_Directions:_ Copy the listing below word for word, and leave the pictures out of your answer.

_Records:_
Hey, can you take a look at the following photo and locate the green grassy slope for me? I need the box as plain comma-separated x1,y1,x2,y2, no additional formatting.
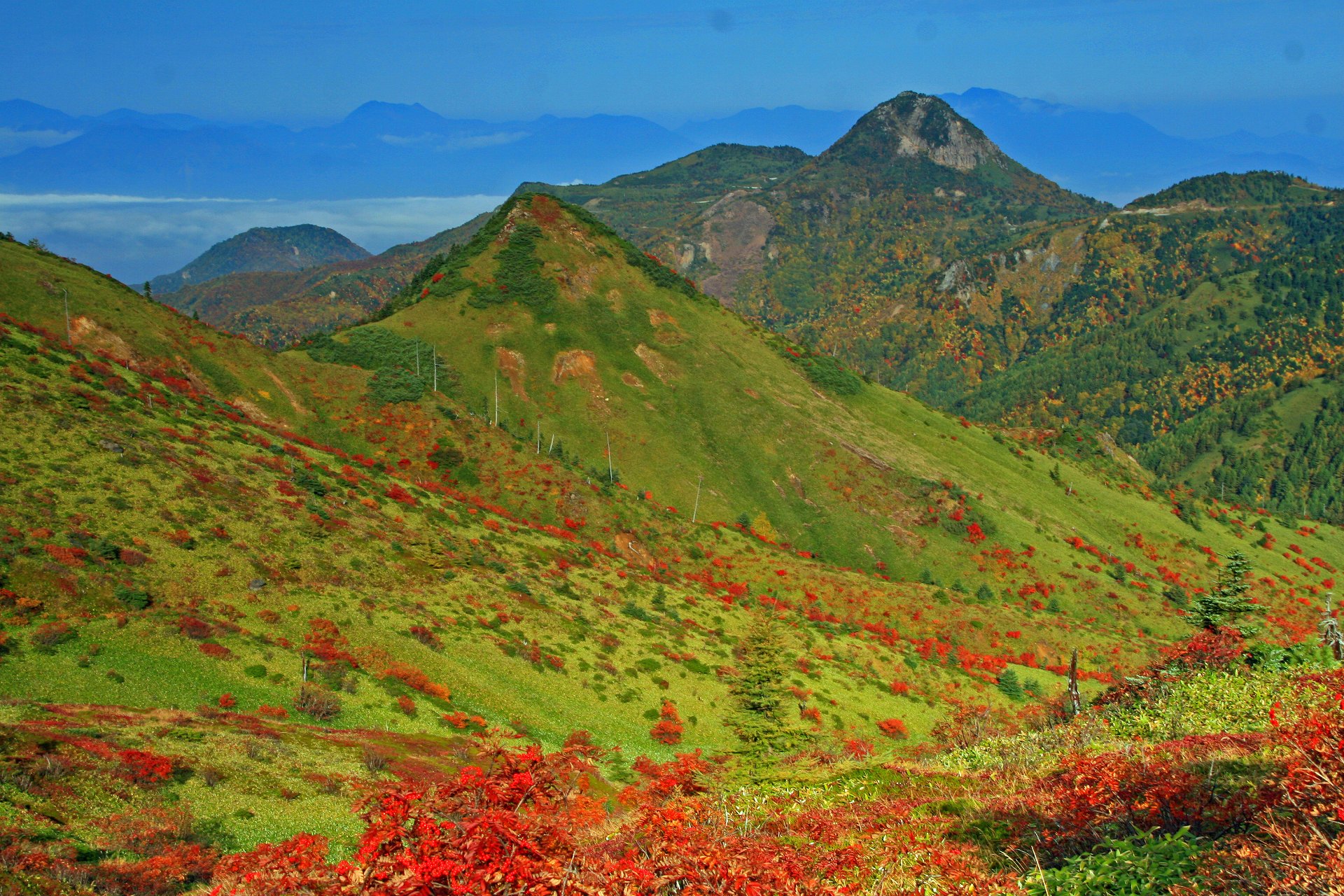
0,211,1344,846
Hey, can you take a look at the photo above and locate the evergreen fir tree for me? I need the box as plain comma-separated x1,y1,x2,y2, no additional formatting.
999,669,1027,700
727,615,798,760
1194,551,1256,631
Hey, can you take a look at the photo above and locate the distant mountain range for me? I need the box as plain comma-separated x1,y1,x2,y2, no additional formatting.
942,88,1344,206
149,224,368,294
0,89,1344,206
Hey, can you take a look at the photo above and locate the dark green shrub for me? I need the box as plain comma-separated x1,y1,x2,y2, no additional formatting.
113,584,149,610
368,367,425,405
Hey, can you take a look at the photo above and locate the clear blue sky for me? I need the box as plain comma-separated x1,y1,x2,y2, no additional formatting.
8,0,1344,136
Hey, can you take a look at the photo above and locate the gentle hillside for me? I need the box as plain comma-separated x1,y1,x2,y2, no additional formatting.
149,224,368,295
0,195,1344,892
157,215,489,348
529,151,1344,523
1126,171,1341,208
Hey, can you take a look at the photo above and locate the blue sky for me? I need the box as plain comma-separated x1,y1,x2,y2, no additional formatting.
8,0,1344,137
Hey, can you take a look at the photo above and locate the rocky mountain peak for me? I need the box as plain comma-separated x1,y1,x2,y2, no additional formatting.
827,90,1007,172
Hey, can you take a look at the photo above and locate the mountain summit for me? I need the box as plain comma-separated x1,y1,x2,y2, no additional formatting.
821,90,1011,172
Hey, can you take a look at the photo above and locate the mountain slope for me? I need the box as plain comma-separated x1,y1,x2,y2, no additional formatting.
535,92,1105,328
149,224,368,295
0,196,1344,873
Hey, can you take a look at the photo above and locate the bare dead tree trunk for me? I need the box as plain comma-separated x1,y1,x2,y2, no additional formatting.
1320,594,1344,661
1068,648,1084,716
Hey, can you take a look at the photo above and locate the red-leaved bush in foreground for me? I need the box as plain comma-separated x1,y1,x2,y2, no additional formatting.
211,732,1014,896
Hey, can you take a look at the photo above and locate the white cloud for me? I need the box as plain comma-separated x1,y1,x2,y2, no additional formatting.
0,193,505,284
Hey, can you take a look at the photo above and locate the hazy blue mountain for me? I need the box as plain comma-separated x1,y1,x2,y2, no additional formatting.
942,88,1344,206
676,106,863,156
149,224,368,294
0,102,692,199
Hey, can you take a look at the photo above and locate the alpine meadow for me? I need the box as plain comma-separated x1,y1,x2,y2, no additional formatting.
0,0,1344,896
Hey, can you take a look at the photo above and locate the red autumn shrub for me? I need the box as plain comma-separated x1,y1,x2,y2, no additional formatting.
117,750,172,785
410,626,444,650
177,614,214,640
1004,738,1261,858
878,719,910,740
1201,669,1344,895
649,700,682,746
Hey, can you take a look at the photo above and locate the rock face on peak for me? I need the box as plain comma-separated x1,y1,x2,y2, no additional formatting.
821,90,1011,172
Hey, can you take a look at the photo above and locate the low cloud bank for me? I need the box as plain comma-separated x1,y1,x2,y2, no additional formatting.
0,193,505,286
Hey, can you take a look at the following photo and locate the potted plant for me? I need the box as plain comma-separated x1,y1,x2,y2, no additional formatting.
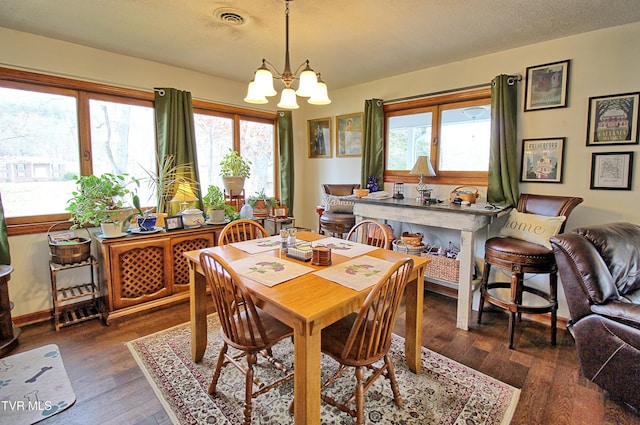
247,188,277,217
143,155,199,219
202,185,236,224
220,149,251,196
66,173,140,236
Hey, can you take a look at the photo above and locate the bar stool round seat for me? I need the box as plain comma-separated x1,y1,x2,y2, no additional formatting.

_Answer for the task:_
Hey, can you take a look at the following photo and locate the green grassy slope for me? I need the box as plain comma-separated x1,y1,x2,y2, no additional formatting.
0,211,1344,846
Hey, can you take a look at the photo above and locate the evergreen fir tree for me? I need the box as plain comma-separated x1,y1,x2,y2, no additional formatting.
999,669,1027,700
727,615,798,760
1194,551,1256,631
Hey, can you take a look at the photo above and locate the distant mountain range for me? I need the box as plain comma-separated x1,y1,x2,y2, no additional formatting.
942,88,1344,206
149,224,368,294
0,89,1344,206
Hey, can you take a look at the photo above and locate the dark green shrub for me? I need the box as plain comma-separated x1,y1,x2,y2, no additional formatting.
113,584,149,610
368,367,425,405
Hey, can you take a look at the photo above and locate the clear blue sky for me? I need the box as plain comma-separated x1,y1,x2,y2, no additional formatting.
8,0,1344,136
Hey, can you take a look at the photo above and locate the gentle hillside for me? I need the box as plain comma-separated x1,y1,x2,y2, no additional formatting.
149,224,368,295
0,195,1344,892
157,215,489,348
529,151,1344,523
1126,171,1341,208
Hey, can you take a look at the photo above and locate the blue sky for me? I need the box as plain comma-separated x1,y1,x2,y2, no additional formatting.
8,0,1344,137
Hey, can you take a look at the photo above and locate the rocky mountain peak for me? I need the box as plain comma-separated x1,y1,x2,y2, no additional formatting.
827,90,1007,172
Hey, can you take a look at the photo above and locate the mountain summit for me? I need the box as plain comma-separated x1,y1,x2,y2, no additional formatting.
821,90,1011,172
Hey, can you take a look at the photo above and locate the mountain slope for me? I need the box as plain comma-separated x1,y1,x2,y2, no additional formatting.
535,92,1105,328
149,224,368,295
0,196,1344,873
Hey, can you take a look at the photo above and locate the bare dead tree trunk for me? I need the box as plain comma-separated x1,y1,x2,y2, no additional formatting.
1320,594,1344,661
1068,648,1084,716
Hey, can you take a look at the photo above and locate the red-leaved bush in foreground for me? I need the box as plain comma-separated x1,y1,x2,y2, no additional formatting.
211,732,1014,896
Hey, can you take a look at the photo above and locate the white cloud for me? I need the box as plain comma-separated x1,y1,x2,y2, no additional formatting.
0,193,505,284
Hey, can you take a look at the photo above and locate the hazy blue mountain for me? I need the box as plain comma-separated x1,y1,x2,y2, no additional formatting.
942,88,1344,206
676,106,863,156
149,224,368,294
0,102,692,199
Hey, can you take a look at the photo above and locate the alpine meadow for me? I need the box as plain comma-separated x1,y1,x2,y2, no additional formatting.
0,0,1344,896
Hey, can you take a look at the photo above and locate the red autumn shrub for me? I need the box as plain comma-separated x1,y1,x2,y2, no additional formatting.
117,750,172,785
410,626,444,650
177,614,214,640
1004,738,1261,858
878,719,910,740
1201,669,1344,895
649,700,682,746
Hey, can you take a look at the photo above and locate the rock face on peak for me? I need the box as plain comma-separated x1,y1,x2,y2, no additional formatting.
821,90,1011,172
Hey, can you take a look at the photo above and locate the low cloud bank for me? I need the box as plain comma-separated x1,y1,x2,y2, no additional formatting.
0,193,505,286
Hey, can you take a look at the following photo and locate the potted plant for me? I need the box as plain comma-separated x1,y1,x2,y2, no additional formatting.
247,188,277,217
143,155,199,219
202,185,236,224
220,149,251,196
66,173,140,236
Hey, can you take a look at the photo above and locate the bar stool round seat for me? I need the box as plain comma-separated x1,y1,x2,y2, no additional formatting.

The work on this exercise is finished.